BEGIN Excerpted data

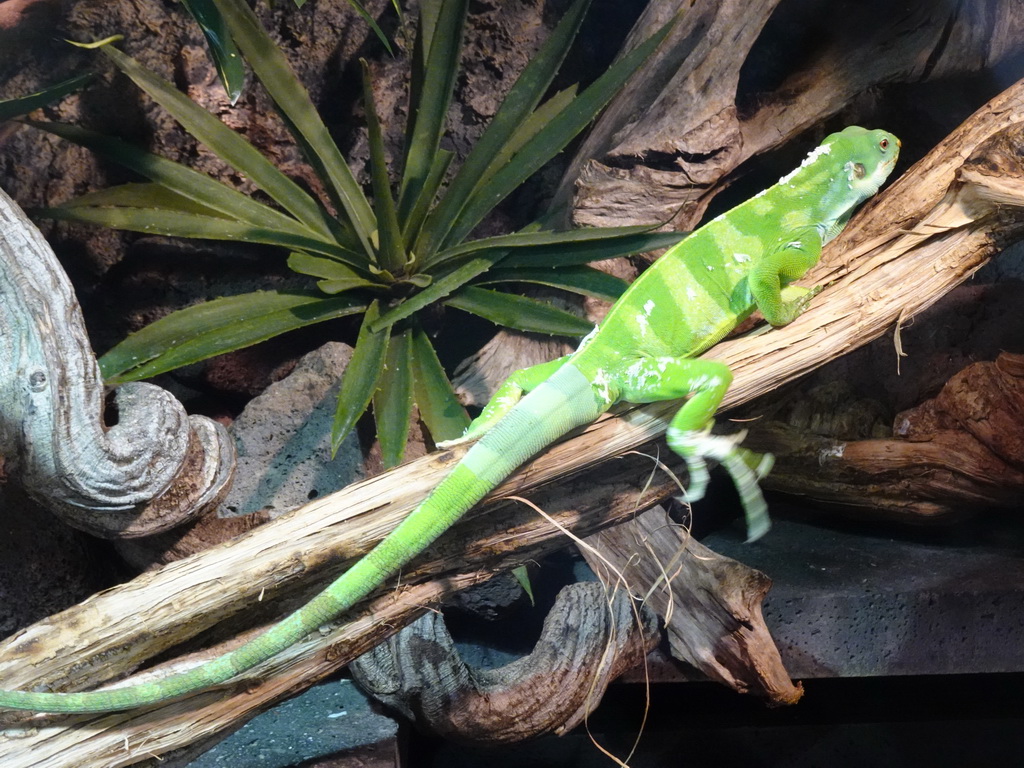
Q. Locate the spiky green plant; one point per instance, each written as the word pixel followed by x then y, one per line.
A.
pixel 12 108
pixel 389 259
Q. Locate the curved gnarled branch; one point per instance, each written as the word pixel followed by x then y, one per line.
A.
pixel 587 641
pixel 151 470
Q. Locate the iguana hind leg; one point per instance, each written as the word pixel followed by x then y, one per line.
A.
pixel 505 398
pixel 705 382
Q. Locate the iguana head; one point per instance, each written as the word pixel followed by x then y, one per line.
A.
pixel 865 157
pixel 844 171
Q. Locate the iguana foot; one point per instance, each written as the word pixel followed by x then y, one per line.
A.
pixel 745 468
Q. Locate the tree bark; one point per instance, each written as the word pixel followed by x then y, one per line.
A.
pixel 928 231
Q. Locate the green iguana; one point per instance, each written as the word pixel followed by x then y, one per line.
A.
pixel 643 351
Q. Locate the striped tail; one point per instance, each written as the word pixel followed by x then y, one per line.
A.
pixel 562 402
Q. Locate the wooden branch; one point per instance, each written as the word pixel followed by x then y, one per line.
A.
pixel 674 135
pixel 420 673
pixel 885 267
pixel 151 470
pixel 711 603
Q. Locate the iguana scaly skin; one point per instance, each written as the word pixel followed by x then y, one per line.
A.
pixel 643 351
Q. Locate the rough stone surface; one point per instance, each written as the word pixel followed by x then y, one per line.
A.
pixel 45 566
pixel 858 601
pixel 284 439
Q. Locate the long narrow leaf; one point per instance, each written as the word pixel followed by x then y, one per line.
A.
pixel 552 138
pixel 11 108
pixel 225 143
pixel 515 110
pixel 222 49
pixel 327 268
pixel 529 128
pixel 180 179
pixel 432 104
pixel 393 398
pixel 437 290
pixel 371 22
pixel 429 11
pixel 134 195
pixel 413 218
pixel 216 327
pixel 392 250
pixel 568 254
pixel 519 312
pixel 359 380
pixel 271 68
pixel 439 409
pixel 582 280
pixel 177 224
pixel 524 241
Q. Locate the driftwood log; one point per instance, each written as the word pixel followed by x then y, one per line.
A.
pixel 152 468
pixel 590 637
pixel 711 603
pixel 870 270
pixel 696 110
pixel 950 457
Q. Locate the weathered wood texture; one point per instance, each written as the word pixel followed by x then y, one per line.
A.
pixel 875 265
pixel 153 468
pixel 948 458
pixel 711 603
pixel 590 637
pixel 695 112
pixel 163 607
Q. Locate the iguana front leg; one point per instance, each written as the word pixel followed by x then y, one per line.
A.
pixel 779 302
pixel 505 397
pixel 705 383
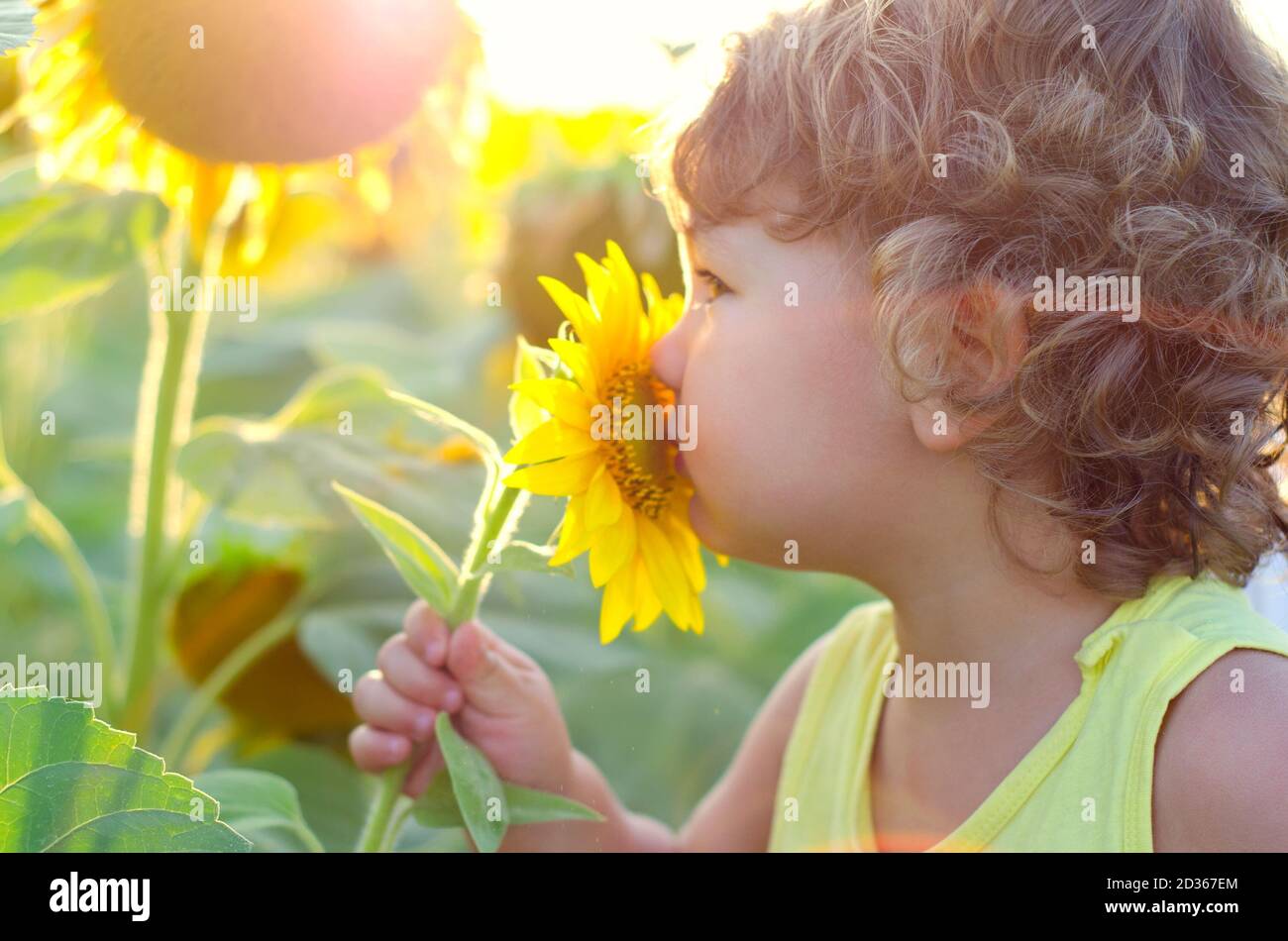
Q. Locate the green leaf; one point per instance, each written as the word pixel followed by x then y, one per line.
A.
pixel 437 806
pixel 487 448
pixel 423 564
pixel 16 24
pixel 262 807
pixel 526 557
pixel 335 795
pixel 13 514
pixel 71 783
pixel 58 248
pixel 278 471
pixel 480 791
pixel 348 636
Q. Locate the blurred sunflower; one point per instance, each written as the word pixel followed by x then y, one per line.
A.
pixel 626 503
pixel 243 110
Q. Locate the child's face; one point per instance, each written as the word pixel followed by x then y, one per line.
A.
pixel 798 435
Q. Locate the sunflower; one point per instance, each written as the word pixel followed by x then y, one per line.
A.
pixel 240 110
pixel 627 506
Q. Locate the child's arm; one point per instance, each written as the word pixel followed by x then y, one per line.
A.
pixel 503 704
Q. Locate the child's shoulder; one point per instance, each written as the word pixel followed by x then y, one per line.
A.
pixel 1222 759
pixel 1222 753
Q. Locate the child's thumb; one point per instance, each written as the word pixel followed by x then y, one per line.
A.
pixel 477 660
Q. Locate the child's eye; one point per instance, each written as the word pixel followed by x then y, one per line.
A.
pixel 715 286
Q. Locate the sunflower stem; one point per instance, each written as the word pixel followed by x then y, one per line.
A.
pixel 166 399
pixel 377 834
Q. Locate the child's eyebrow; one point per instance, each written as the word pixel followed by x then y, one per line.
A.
pixel 709 241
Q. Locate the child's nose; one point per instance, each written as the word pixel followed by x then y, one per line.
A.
pixel 668 356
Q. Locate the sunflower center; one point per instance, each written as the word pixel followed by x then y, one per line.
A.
pixel 640 464
pixel 270 81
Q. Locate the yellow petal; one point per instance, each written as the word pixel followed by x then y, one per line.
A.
pixel 576 357
pixel 599 283
pixel 574 538
pixel 665 571
pixel 612 549
pixel 559 396
pixel 647 606
pixel 574 306
pixel 603 499
pixel 548 442
pixel 561 477
pixel 617 604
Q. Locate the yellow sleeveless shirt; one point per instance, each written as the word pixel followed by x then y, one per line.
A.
pixel 1086 785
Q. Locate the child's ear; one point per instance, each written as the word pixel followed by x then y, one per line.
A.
pixel 987 340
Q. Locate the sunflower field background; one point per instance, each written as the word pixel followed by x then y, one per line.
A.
pixel 226 583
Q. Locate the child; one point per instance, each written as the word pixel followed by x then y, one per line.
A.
pixel 987 308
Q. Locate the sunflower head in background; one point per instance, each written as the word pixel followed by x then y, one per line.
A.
pixel 233 108
pixel 627 506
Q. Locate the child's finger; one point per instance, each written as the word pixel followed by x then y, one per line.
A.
pixel 410 676
pixel 375 750
pixel 378 704
pixel 428 634
pixel 487 678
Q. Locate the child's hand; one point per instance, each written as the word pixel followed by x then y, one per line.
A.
pixel 498 698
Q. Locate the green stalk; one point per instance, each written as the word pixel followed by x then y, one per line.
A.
pixel 166 399
pixel 376 833
pixel 165 413
pixel 51 532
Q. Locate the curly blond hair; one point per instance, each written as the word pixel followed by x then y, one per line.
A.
pixel 973 147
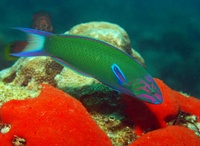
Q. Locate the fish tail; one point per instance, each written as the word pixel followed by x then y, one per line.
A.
pixel 35 46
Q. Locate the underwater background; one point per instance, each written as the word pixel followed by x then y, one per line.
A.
pixel 165 32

END Excerpted data

About this exercise: Show every line of the material above in which "head" is present.

Exercise solution:
Q. Locate the iguana head; one point per instance, each written as the word pixel followed by x then y, one per line.
Q. Locate the sunflower head in background; one point per instance, each written as the word pixel followed by x then y, one per line.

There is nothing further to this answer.